__TRECHO DO DOCUMENTO__.
Friday, 29 de March de 2024 ISSN 1519-7670 - Ano 24 - nº 1281

Formando talentos ou jornalistas em série?

Minha avó sempre falou que, embora não tivesse estudo, formou-se na ‘Universidade da Vida’… Já até pensei em colocar esta instituição em meu currículo (afinal, já são 30 anos), mas acho que não cairia muito bem. Bom, e aonde eu quero chegar? A Folha de S. Paulo publicou artigo do jornalista Getulio Bittencourt no dia 15 de julho, intitulado ‘Aprender com Leleco’, no qual discorria sobre a vida do jornalista Haroldo Cerqueira Lima, conhecido como Leleco, que morreu em 2003.

Duas frases chamaram-me a atenção no texto. Leleco ‘foi um profissional moldado pela experiência, não pela teoria, porque era autodidata em jornalismo’. Em outro momento, o jornalista relembra uma frase dita por Leleco numa entrevista: ‘Está na hora de o jornalista brasileiro fazer a reciclagem do seu comportamento, senão será como nos 40 anos de salazarismo (a ditadura portuguesa): os jornalistas desaprenderam a informar e vão ter que aprender de novo’.

A partir destas afirmações, lembrei-me da controvérsia sobre a obrigatoriedade do diploma no exercício do jornalismo. O Sindicato dos Jornalistas, por exemplo, é a favor. Alguns jornalistas mais experientes, por outro lado, consideram desnecessário, destacando que eles mesmos não fizeram faculdade de Jornalismo. Em princípio, sou contra a obrigatoriedade. Acredito que, tal como um escritor não precisa cursar Letras, um jornalista não precisa passar quatro anos de sua vida numa faculdade de Comunicação Social.

Desempregado ou multitarefeiro

Jornalistas de destaque no Brasil são exemplo de bom jornalismo, dedicação e competência, sem o diploma. Mas acredito também que um bom jornalista possa (e deva) ter seus conhecimentos aprofundados não por um diploma, mas pela participação num fórum de discussão sobre ética, sociedade, filosofia. Aliás, esta definição foi dada a mim pelo jornalista Heródoto Barbeiro em entrevista. E vale a pena lembrar que ele mesmo, Heródoto, já mestre em História, professor universitário, voltou à faculdade para formar-se jornalista.

Na minha opinião um bom jornalista poderia ter um curso de Sociologia, Filosofia ou mesmo Comunicação Social, desde que estes discutissem a inter-relação entre a notícia, o filtro do jornalista, o filtro do meio de divulgação e o receptor. O jovem não deveria cursar Jornalismo pensando somente no diploma, como geralmente ocorre. Se o ambiente universitário fosse realmente o fórum mencionado anteriormente, creio que as coisas seriam diferentes. E, como afirmou Armando Nogueira na apresentação do livro Ponto eletrônico, de Flávio Prado, ‘mesmo que tenha uma boa formação teórica, a sala de aula jamais dará as lições que serão encontradas nos corredores do telejornalismo’, o que se estende a todos os setores do jornalismo. No mesmo livro, Flávio Prado lembra que ‘o talento de cada um é que fará a diferença’.

__AMOSTRA DOS DADOS__.
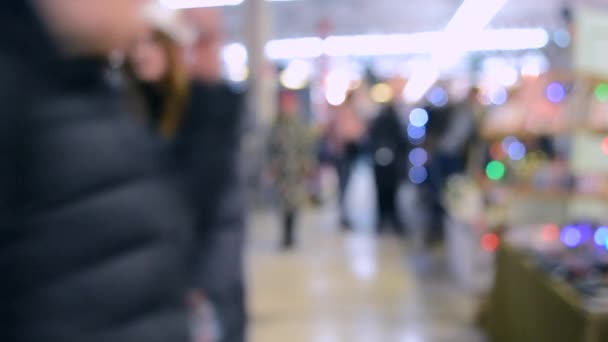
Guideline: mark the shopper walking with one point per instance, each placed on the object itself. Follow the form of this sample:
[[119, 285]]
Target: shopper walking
[[345, 135], [389, 146], [209, 150], [92, 234], [291, 161]]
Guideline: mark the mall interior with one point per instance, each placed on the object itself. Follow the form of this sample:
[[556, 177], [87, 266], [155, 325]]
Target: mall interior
[[304, 171]]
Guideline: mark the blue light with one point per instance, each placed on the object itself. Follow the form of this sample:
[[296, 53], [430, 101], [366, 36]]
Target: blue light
[[556, 92], [571, 236], [418, 156], [418, 174], [601, 236], [438, 97], [562, 38], [419, 117], [499, 97], [517, 151], [416, 132]]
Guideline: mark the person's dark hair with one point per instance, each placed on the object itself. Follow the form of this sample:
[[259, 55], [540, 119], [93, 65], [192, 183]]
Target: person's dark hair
[[174, 87]]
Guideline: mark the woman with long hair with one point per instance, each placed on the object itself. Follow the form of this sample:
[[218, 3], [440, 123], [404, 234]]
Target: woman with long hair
[[156, 65]]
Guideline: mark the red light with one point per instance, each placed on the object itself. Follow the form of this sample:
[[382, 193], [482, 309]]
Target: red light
[[605, 145], [490, 242], [551, 232]]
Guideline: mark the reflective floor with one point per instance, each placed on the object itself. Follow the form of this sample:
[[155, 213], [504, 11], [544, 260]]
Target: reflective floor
[[350, 286]]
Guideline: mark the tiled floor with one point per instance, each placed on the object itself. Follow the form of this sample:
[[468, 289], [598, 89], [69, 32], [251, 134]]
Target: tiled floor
[[349, 287]]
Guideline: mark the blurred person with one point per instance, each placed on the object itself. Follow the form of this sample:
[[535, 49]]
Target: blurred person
[[157, 66], [156, 63], [345, 135], [452, 130], [92, 232], [389, 148], [291, 161], [209, 149]]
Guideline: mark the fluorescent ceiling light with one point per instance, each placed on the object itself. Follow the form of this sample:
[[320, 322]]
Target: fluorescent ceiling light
[[176, 4], [407, 44], [298, 48], [474, 15]]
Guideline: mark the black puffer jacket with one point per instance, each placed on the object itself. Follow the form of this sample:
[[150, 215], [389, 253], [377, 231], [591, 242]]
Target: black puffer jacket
[[90, 232]]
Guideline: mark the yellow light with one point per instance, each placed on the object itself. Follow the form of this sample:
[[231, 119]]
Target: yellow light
[[297, 75], [382, 93]]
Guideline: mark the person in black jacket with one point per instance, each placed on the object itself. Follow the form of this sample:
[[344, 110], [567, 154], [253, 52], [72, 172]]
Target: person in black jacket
[[200, 123], [92, 234], [389, 148], [209, 150]]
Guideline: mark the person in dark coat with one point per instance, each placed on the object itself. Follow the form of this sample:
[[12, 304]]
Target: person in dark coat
[[92, 233], [199, 121], [389, 147], [209, 149]]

__TAREFAS OBRIGATÓRIAS__.
A – Diga se cada afirmação concorda com o artigo sobre o diploma de jornalismo, respondendo sim ou não e citando as palavras do artigo que decidem: (i) Leleco morreu em 2003; (ii) o Sindicato dos Jornalistas é contra a obrigatoriedade do diploma; (iii) o artigo de Getulio Bittencourt saiu no jornal O Globo.
B – No artigo sobre o diploma de jornalismo, qual é o título do livro de Flávio Prado?
C – Copie do artigo sobre o diploma de jornalismo o trecho que começa nas palavras "Desempregado ou multitarefeiro" e vai até "para formar-se jornalista.".
As linhas não têm nenhum papel no que se pede aqui.

__RESULTADOS DAS TAREFAS__.
A –
(i) Sim: "que morreu em 2003".
(ii) Não: "O Sindicato dos Jornalistas, por exemplo, é a favor."
(iii) Não: "A Folha de S. Paulo publicou artigo do jornalista Getulio Bittencourt".

B – Ponto eletrônico.

C –
Desempregado ou multitarefeiro

Jornalistas de destaque no Brasil são exemplo de bom jornalismo, dedicação e competência, sem o diploma. Mas acredito também que um bom jornalista possa (e deva) ter seus conhecimentos aprofundados não por um diploma, mas pela participação num fórum de discussão sobre ética, sociedade, filosofia. Aliás, esta definição foi dada a mim pelo jornalista Heródoto Barbeiro em entrevista. E vale a pena lembrar que ele mesmo, Heródoto, já mestre em História, professor universitário, voltou à faculdade para formar-se jornalista.